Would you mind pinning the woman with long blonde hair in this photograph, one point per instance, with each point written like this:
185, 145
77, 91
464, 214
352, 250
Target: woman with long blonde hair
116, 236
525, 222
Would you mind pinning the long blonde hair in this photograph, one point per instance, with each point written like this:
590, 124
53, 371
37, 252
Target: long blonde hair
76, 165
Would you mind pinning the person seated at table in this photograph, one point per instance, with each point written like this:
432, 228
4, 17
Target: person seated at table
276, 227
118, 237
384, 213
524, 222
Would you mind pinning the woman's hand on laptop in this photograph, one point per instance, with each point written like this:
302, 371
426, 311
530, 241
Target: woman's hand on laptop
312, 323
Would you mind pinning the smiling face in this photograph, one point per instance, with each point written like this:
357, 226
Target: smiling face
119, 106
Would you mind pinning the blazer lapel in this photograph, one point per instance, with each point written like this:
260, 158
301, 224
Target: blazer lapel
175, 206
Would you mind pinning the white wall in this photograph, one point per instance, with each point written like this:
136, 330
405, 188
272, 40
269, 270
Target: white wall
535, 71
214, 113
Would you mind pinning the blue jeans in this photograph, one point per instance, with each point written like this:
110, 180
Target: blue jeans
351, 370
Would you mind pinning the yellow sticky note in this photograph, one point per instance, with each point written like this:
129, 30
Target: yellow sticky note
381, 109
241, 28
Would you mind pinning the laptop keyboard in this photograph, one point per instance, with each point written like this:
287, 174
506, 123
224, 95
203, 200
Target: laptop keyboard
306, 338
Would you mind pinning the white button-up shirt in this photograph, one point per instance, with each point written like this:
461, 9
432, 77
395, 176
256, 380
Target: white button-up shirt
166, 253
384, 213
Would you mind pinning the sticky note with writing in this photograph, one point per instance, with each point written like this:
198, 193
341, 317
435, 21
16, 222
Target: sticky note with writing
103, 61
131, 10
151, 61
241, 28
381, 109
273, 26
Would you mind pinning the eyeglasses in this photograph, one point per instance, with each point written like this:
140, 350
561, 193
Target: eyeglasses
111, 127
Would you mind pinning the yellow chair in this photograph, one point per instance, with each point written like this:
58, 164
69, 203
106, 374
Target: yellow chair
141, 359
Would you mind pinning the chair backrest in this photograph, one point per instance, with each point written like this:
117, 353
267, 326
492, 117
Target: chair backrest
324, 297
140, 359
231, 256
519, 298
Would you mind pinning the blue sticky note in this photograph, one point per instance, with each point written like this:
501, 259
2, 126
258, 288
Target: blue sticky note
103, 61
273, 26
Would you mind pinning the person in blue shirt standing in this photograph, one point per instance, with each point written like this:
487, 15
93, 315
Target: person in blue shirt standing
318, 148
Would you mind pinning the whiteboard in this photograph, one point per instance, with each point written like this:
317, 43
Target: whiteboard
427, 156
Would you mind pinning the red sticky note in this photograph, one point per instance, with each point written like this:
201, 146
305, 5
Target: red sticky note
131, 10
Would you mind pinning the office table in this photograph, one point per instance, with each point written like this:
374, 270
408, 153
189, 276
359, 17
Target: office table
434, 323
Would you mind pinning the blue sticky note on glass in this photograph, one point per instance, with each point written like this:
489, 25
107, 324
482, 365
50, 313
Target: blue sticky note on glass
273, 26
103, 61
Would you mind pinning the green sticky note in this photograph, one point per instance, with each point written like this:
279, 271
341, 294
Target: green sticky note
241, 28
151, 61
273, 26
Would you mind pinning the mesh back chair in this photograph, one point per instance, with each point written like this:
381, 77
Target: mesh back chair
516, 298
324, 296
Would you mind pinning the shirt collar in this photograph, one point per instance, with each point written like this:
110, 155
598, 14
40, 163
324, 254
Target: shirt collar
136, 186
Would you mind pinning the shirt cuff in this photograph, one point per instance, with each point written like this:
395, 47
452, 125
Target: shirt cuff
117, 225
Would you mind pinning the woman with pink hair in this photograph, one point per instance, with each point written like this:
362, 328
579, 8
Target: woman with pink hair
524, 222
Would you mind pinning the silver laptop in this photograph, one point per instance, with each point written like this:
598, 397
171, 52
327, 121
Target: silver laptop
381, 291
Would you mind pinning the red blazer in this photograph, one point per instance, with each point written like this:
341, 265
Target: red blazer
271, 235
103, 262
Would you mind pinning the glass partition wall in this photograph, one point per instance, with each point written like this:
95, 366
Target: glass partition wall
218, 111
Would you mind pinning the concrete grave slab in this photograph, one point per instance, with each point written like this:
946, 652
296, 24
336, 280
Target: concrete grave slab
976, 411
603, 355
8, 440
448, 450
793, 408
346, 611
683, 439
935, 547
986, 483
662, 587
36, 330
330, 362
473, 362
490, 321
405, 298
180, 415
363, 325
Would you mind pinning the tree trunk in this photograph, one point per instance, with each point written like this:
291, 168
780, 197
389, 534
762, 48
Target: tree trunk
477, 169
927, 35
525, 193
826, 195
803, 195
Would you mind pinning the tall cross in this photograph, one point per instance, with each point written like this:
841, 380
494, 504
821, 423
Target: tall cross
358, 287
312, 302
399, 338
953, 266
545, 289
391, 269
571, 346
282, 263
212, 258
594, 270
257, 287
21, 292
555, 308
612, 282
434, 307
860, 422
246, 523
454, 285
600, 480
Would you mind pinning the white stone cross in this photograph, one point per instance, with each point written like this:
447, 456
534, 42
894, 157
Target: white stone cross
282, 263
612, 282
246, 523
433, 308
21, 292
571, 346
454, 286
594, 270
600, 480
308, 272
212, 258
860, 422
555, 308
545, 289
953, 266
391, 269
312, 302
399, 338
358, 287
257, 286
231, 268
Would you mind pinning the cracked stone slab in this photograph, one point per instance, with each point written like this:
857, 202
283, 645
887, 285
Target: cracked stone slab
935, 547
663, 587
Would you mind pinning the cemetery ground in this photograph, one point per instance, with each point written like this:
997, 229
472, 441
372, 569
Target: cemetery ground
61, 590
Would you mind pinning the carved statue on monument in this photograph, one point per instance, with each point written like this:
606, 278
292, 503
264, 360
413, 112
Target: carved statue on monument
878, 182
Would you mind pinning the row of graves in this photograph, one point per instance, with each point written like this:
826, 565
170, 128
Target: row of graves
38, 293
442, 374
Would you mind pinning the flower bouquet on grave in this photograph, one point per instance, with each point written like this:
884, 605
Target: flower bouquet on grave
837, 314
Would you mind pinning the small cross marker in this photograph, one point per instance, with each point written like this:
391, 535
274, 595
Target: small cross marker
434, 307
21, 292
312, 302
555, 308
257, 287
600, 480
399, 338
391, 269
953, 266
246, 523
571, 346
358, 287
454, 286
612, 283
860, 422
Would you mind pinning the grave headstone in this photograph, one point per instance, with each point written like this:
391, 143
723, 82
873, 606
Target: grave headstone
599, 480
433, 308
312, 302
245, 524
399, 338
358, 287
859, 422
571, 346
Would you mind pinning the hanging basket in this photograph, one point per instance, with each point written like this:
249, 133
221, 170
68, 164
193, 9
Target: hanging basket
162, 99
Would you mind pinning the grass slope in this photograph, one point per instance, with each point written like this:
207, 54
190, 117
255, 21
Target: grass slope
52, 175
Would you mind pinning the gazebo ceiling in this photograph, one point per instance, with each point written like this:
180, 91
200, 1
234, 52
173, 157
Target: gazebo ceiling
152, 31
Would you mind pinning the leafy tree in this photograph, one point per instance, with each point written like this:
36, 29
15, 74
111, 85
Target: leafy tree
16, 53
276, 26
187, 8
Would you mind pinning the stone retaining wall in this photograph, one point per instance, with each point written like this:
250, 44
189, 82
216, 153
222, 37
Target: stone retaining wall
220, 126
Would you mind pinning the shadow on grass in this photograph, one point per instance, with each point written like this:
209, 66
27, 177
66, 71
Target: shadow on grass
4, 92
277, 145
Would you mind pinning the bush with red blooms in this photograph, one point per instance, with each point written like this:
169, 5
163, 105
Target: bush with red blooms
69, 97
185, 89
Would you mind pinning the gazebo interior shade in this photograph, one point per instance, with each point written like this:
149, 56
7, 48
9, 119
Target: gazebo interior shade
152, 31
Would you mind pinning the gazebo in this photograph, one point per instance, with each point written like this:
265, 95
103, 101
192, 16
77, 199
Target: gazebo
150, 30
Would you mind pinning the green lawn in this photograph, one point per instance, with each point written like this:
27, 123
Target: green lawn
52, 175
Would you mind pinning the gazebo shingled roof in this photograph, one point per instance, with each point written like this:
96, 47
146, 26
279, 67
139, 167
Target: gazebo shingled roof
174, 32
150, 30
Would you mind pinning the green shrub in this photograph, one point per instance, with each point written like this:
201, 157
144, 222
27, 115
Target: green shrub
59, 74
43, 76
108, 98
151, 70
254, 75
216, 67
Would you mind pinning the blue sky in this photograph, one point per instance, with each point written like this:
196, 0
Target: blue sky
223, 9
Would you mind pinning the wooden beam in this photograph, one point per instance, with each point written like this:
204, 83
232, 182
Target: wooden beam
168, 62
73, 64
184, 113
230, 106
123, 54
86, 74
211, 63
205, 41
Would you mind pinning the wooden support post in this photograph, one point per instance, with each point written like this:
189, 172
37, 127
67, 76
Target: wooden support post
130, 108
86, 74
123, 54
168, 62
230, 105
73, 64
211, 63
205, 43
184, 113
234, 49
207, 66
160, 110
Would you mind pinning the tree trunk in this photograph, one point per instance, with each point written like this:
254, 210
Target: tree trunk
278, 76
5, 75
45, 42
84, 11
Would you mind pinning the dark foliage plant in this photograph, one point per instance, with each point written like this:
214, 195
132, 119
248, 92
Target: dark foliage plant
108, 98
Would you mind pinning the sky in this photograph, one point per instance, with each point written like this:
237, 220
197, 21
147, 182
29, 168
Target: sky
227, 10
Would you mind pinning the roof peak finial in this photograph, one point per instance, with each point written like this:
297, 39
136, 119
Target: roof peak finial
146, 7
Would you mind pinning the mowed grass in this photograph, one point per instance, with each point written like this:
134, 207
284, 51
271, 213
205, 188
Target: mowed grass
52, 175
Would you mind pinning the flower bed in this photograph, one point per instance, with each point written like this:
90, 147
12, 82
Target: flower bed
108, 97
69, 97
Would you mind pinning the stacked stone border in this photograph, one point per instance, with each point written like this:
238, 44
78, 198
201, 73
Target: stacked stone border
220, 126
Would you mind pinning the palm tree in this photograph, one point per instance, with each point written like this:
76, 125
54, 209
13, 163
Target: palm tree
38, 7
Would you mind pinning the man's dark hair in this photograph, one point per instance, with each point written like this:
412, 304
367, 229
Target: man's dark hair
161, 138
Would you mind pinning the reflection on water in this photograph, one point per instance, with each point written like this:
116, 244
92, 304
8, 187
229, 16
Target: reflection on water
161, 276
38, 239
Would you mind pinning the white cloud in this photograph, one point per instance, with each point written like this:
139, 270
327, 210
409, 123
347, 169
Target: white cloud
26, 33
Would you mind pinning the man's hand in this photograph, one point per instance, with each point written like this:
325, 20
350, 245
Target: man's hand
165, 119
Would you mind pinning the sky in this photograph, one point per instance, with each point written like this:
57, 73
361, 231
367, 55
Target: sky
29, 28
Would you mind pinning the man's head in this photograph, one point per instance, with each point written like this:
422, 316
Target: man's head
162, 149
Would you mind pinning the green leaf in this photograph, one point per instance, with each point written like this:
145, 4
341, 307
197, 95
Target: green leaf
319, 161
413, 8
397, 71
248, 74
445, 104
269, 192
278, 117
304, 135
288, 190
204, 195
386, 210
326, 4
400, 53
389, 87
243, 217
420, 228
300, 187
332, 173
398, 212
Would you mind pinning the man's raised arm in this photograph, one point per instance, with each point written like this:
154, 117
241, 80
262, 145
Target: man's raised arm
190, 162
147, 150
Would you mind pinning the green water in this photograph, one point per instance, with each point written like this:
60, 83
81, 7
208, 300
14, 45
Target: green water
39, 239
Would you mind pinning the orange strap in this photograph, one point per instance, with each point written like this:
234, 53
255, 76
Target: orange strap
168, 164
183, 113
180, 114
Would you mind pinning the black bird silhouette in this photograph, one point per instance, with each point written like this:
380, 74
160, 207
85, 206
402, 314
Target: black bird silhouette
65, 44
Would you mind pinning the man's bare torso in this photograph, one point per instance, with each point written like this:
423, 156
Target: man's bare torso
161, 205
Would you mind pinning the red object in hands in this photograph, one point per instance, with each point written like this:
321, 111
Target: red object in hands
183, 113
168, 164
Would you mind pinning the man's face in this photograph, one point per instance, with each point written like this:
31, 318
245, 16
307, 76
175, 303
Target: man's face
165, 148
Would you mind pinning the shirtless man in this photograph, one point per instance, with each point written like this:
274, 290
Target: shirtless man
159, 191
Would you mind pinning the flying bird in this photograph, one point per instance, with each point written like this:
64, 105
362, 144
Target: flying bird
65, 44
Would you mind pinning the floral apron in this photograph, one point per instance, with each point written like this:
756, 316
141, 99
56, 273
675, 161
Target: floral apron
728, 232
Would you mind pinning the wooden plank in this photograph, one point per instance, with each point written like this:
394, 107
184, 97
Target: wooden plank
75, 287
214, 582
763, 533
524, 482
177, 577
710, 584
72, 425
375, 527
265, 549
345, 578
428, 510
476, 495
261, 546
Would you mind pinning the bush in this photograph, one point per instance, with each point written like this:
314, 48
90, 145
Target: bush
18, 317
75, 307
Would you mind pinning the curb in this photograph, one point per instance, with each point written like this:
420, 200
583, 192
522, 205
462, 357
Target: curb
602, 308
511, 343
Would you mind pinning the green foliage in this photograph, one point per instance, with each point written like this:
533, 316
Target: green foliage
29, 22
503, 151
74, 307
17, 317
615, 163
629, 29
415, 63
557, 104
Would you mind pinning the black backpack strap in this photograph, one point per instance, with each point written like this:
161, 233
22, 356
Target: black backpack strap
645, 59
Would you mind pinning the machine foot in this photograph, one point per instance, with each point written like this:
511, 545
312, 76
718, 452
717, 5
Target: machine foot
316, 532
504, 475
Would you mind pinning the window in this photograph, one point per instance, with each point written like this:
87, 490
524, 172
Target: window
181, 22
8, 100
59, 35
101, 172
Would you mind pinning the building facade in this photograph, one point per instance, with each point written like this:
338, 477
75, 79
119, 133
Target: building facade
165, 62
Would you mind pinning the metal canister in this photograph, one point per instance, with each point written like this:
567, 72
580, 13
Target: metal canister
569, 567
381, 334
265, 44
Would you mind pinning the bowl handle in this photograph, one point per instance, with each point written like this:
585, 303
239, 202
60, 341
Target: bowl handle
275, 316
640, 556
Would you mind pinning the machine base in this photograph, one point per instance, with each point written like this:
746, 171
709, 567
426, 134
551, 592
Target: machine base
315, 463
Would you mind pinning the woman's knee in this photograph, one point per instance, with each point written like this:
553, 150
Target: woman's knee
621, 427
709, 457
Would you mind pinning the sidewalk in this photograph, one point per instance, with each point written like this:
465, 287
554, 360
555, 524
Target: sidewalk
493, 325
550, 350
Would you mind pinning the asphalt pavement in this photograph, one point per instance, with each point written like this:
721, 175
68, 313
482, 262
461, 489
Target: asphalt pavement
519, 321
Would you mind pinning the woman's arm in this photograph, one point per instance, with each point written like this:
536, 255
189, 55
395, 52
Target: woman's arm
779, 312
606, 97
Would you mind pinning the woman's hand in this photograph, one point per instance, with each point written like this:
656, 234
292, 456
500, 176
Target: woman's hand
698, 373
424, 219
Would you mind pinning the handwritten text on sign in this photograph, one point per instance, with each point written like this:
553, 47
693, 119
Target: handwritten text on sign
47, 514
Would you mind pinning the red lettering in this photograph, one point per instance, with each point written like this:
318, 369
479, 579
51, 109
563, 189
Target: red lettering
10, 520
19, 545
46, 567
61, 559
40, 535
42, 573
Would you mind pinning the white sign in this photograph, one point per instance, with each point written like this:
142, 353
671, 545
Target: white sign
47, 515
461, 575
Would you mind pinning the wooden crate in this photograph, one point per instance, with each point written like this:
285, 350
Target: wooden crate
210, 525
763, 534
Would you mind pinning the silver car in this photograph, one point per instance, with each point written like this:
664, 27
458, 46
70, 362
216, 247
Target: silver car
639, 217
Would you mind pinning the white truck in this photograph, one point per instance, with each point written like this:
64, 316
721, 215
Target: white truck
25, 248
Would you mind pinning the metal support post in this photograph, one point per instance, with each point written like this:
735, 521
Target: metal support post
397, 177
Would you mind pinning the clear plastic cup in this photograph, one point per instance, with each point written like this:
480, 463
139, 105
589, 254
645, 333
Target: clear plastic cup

#####

Given request: Using the material above, extract the line that contains "Would you mind pinning the red lettering" and every line after it, exactly as given; stop at the last line.

Complete answer:
Would you mind pinning the red lettering in this photograph, one point per instance, with each point written like this:
318, 369
479, 579
51, 109
563, 189
Target: red lettering
10, 520
19, 545
46, 567
61, 559
40, 535
42, 573
Would you mind pinning the white sign in this photograph, one point per instance, with each point written like this:
142, 353
671, 545
Target: white sign
47, 515
461, 575
Would you mind pinning the wooden crate in this photograph, one point per instance, with each point written like this:
285, 350
Target: wooden crate
210, 525
763, 534
Would you mind pinning the silver car in this photograph, one point per instance, with each point written like this:
664, 27
458, 46
70, 362
216, 247
Target: silver car
639, 217
Would you mind pinning the white truck in this photograph, one point per instance, with each point written like this:
64, 316
721, 215
Target: white truck
25, 248
Would you mind pinning the metal support post in this photograph, one point per instance, with each point written like this:
735, 521
Target: metal support post
397, 177
Would you mind pinning the clear plastic cup in this photograph, one point per instance, with each point written like this:
480, 463
139, 105
589, 254
645, 333
Target: clear plastic cup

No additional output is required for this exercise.